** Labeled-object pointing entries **
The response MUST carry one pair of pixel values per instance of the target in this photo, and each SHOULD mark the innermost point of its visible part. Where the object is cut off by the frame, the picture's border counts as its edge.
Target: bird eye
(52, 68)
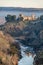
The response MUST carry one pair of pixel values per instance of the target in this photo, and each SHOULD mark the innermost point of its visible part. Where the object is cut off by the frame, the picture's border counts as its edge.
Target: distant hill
(20, 9)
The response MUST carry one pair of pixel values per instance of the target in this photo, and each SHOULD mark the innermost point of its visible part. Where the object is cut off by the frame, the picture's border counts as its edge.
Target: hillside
(8, 48)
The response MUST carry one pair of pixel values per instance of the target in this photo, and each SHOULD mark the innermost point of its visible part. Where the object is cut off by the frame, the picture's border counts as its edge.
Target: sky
(22, 3)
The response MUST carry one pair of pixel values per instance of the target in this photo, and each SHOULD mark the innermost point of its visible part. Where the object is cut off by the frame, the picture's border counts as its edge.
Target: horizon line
(21, 7)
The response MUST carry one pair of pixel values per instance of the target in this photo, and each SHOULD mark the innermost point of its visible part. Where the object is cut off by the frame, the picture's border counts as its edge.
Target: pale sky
(22, 3)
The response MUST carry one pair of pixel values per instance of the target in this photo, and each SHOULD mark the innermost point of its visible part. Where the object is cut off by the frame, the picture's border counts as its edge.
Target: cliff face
(7, 49)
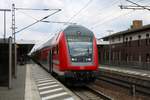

** WHAT YOU ARE ASKED TO DO **
Please reproduce all of the entries above verbatim, omitting the pictures.

** RESULT OF THE EXERCISE **
The response MUST carry one pair of pixel values per instance of the target in this photo, and each SHOULD mark the innermost point of its visible part. Where the object is cut off by the frame, the picture's border counts as its edge.
Target: bird eye
(52, 68)
The response MUST carry one pair of pixel values per instance of the target in this photo, and each SHOULD mark the innermost point of its visible part. Where the object is cut off by the frame, the picture's border counts as its edge.
Target: distant hill
(20, 9)
The response MUST carry one pair of pixel values per instance of the target in this photo, and each SHOULD mark the innermost point of its visible part. Where the object is cut off by the frame, the picture's border counts as its edge.
Target: hillside
(8, 48)
The response MUST carry one pair of pixel values per instance of the target in this photo, and each SHOULD mark the innermost point of its visible part. Where the object is cut off by the frame, the picture's border counts as its edge.
Target: sky
(22, 3)
The response MUST carry one pair of pixel values per instance of the target in this photo, and each SHOULD mark the innermost point of its visible part. Where the object is cut off by the frame, the picture's border counts as its edge.
Target: horizon line
(21, 7)
The response MUST carry one pair of pixel values per instance of the target in this photo, and each SHOULD mark the innermost point of its visible part. Where the object is cut off by the frame, the picture's border counts as its edge.
Target: pale sky
(22, 3)
The response MUST carry one pair of pixel values per instance of the target in this photo, and each SHOULD mark the innermost point of its visible part. Where the object is cut off by the frame, the picture's border counts as its edge.
Target: cliff face
(7, 49)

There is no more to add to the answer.